» What to produce: Retype each entry below, keeping every character the same.
## Begin Exercise input
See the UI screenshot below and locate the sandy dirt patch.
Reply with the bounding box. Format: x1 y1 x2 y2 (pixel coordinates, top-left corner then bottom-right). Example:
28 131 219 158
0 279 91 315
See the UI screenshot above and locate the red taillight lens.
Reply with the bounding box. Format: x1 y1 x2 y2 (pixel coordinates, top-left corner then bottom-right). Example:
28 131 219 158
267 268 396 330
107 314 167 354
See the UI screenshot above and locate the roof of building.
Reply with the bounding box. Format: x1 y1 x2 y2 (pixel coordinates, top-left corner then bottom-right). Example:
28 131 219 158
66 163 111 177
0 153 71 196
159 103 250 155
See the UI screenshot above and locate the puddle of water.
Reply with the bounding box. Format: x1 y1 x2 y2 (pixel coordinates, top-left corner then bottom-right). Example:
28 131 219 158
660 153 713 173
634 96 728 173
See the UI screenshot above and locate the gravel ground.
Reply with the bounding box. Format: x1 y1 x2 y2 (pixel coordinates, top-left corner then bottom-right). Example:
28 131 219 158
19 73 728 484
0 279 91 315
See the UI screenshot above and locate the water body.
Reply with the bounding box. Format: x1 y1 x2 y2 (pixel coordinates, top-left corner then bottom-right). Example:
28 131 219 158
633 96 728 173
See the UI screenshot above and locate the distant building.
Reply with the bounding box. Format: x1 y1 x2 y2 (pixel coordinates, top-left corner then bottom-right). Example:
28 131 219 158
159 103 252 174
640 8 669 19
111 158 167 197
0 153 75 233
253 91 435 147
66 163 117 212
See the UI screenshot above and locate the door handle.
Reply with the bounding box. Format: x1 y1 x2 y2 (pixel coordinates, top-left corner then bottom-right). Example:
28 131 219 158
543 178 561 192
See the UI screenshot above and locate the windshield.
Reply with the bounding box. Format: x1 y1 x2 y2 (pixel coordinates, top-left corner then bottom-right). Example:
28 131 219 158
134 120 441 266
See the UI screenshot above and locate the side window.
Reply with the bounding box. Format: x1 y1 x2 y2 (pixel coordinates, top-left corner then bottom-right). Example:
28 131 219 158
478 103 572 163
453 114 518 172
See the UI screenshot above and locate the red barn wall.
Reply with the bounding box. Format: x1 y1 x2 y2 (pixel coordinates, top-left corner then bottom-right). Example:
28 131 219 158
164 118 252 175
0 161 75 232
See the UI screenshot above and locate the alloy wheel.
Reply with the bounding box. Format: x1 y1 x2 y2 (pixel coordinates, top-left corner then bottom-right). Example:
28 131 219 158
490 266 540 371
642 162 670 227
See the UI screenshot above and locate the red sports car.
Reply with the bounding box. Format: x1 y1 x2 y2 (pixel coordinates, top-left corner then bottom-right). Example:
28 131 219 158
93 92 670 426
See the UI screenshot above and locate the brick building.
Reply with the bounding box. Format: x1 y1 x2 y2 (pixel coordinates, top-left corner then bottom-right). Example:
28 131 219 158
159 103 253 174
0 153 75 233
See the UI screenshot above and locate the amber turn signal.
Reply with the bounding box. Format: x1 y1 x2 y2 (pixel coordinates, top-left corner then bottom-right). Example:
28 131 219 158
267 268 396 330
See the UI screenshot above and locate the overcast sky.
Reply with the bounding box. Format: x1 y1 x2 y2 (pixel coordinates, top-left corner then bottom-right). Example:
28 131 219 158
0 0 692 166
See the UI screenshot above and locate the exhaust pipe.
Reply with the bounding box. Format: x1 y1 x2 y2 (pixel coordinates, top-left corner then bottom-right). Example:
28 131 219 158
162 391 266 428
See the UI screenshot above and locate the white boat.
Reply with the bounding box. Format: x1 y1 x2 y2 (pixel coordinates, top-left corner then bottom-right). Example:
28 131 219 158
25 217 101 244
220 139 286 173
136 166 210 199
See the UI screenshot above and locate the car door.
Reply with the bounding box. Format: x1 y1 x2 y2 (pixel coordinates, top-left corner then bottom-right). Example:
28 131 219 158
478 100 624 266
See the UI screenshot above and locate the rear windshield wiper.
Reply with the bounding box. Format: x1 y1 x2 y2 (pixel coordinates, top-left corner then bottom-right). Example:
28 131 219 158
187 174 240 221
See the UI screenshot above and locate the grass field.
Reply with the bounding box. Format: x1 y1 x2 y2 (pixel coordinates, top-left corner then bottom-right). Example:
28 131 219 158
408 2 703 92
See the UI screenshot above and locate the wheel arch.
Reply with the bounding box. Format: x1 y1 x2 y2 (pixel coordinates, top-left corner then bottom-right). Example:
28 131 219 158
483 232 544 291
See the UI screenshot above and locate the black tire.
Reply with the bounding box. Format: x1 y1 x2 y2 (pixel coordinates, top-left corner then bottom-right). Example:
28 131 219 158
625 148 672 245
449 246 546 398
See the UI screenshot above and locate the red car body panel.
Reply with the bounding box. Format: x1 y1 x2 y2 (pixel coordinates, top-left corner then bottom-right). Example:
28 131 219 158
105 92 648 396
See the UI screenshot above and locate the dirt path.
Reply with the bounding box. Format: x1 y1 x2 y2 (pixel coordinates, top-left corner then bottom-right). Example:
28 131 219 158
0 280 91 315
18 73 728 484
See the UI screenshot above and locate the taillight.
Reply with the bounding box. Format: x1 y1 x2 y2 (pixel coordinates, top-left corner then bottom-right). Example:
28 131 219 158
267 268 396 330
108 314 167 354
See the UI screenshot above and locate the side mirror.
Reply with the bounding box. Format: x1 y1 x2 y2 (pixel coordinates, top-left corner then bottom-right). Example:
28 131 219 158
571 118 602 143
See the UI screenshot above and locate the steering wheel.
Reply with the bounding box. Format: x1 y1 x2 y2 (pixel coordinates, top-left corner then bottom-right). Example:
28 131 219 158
## End Exercise input
» Solution to this problem:
See the UI screenshot below and locate the sandy dirt patch.
Reply with the bounding box. Format: x1 y1 x2 y2 (pixel coordinates, top-left corner then bottom-right). Example:
28 131 219 158
0 279 91 315
See the UI screenshot above and locate the red taillight lens.
Reply with the bounding box. Format: x1 y1 x2 y2 (pixel coordinates, top-left corner then bottom-right). Example:
28 131 219 158
267 268 396 330
107 314 167 354
See the UI screenshot above and locate the roof of building.
Reply with the bounding box. Format: x1 y1 x2 y2 (pixel coordinates, top-left corner then bottom-right). Example:
28 131 219 158
66 163 111 177
0 153 71 196
159 103 250 155
See the UI screenshot above and locate the puddle of water.
Reply with the bounding box. Format: x1 y1 x2 y2 (pixel coordinates, top-left corner then bottom-right). Example:
28 131 219 158
660 153 713 173
634 96 728 173
See the UI screenshot above and locate the gravel ground.
Reply with the bounding box. Format: x1 y1 x2 y2 (pixel coordinates, top-left corner then bottom-right). Example:
28 131 219 158
19 73 728 484
0 279 91 315
See the UI screenshot above and locate the water body.
Reply with the bounding box. Format: x1 y1 x2 y2 (pixel coordinates, top-left corner then bottom-right). Example:
28 131 219 158
633 96 728 173
See the UI screenshot above and locate the distant building.
Reply with the bounding box. Format: x1 y1 x2 y2 (pixel coordinates, top-left corner then bottom-right). Example:
28 131 219 158
159 103 252 174
640 8 669 19
111 158 167 197
0 153 75 233
253 91 435 147
66 163 117 212
See the UI screenshot above and locate the door handle.
Reply with the bounding box. Format: x1 y1 x2 y2 (pixel coordinates, top-left corner then bottom-right). Example:
28 131 219 158
543 178 561 192
See the UI screenshot above and locate the windshield.
Reply with the bounding box. Format: x1 y1 x2 y2 (pixel coordinates, top-left corner then bottom-right). Example:
28 131 219 158
134 120 441 266
See the UI screenshot above and locate the side window.
Reply with the bounding box. Format: x1 y1 x2 y2 (pixel coordinates, top-left corner then bottom-right). Example:
28 131 219 158
478 103 572 163
453 114 518 172
See the UI screenshot above and locate the red barn wall.
Reply with the bounding box. Format: x1 y1 x2 y2 (pixel coordinates, top-left corner then bottom-right). Example:
28 131 219 158
164 118 252 175
0 161 75 232
See the UI screenshot above and locate the alloy wheel.
Reply with the bounding box. Format: x1 y1 x2 y2 (pixel coordinates, top-left corner then bottom-right). Example:
28 131 219 158
490 266 540 371
642 162 670 227
See the UI screenshot above and locate the red sports car.
Reply with the bounding box. Format: x1 y1 x2 y2 (pixel coordinates, top-left corner then bottom-right). Example:
28 131 219 158
93 92 670 426
See the UI screenshot above and locate the brick building.
Reply with the bounding box. Format: x1 y1 x2 y2 (pixel coordinates, top-left corner then bottom-right). Example:
28 131 219 158
159 103 253 174
0 153 75 233
See the UI screenshot above and locate the amber turn signal.
Reply with the bounding box. Format: x1 y1 x2 y2 (pixel coordinates, top-left corner then bottom-right). Example:
28 131 219 158
267 268 396 330
See the UI screenshot above and locate the overcast sky.
Reply with the bounding box. Format: x1 y1 x2 y2 (pixel coordinates, top-left corner then bottom-right). Example:
28 131 219 158
0 0 692 166
See the UI screenshot above and locate the exhaust pipe.
Reply with the bounding box. Format: x1 y1 x2 y2 (pixel coordinates, top-left corner then bottom-right). Example:
28 131 219 158
162 391 266 428
See the UI screenshot above and locate the white boat.
Reply with the bounding box. Format: x1 y1 x2 y2 (pixel coordinates, top-left corner then bottom-right). Example:
28 131 219 158
25 217 101 244
220 139 286 173
136 166 210 199
See the UI screenshot above and locate the car door.
Reply with the bounding box. Format: x1 y1 x2 y2 (pixel coordinates, top-left corner then bottom-right). Example:
28 131 219 158
478 100 624 266
See the UI screenshot above and locate the rear windshield wiper.
Reply with the bounding box. Format: x1 y1 x2 y2 (pixel coordinates, top-left corner then bottom-right). Example:
28 131 219 158
187 174 240 221
See the UI screenshot above and locate the grass field.
Reply with the bounding box. Format: x1 y1 x2 y2 (pixel coordinates, top-left corner then bottom-right). Example:
28 131 219 158
408 2 703 92
See the UI screenshot above and locate the wheel arch.
Reply with the bounding box. Format: x1 y1 x2 y2 (pixel coordinates, top-left corner then bottom-right). Example:
28 131 219 158
483 232 544 291
See the UI screenshot above and locate the black tire.
Reply with the bounding box. Format: x1 y1 x2 y2 (pixel coordinates, top-left corner then bottom-right). Example:
28 131 219 158
625 148 672 245
449 246 546 398
See the UI screenshot above and locate the red car body panel.
Reply with the bounding box. Format: x1 y1 x2 y2 (pixel coordinates, top-left corner then bottom-right). Example:
28 131 219 158
105 92 648 396
See the UI screenshot above and locate the dirt path.
Reply with the bounding box. Format: x1 y1 x2 y2 (pixel coordinates, top-left corner then bottom-right). Example:
28 131 219 158
0 280 91 315
18 73 728 484
See the UI screenshot above and locate the taillight.
Reply with the bounding box. Format: x1 y1 x2 y2 (pixel coordinates, top-left corner then bottom-right). Example:
28 131 219 158
267 268 396 330
108 314 167 354
See the UI screenshot above and locate the side mirror.
Reply with the bounding box. Format: x1 y1 x2 y2 (pixel coordinates, top-left corner then bottom-right). Example:
28 131 219 158
571 118 602 143
See the UI screenshot above and locate the steering wheel.
Reply with the bounding box. Format: x1 y1 x2 y2 (pixel coordinates, top-left corner then bottom-right). Example:
28 131 219 158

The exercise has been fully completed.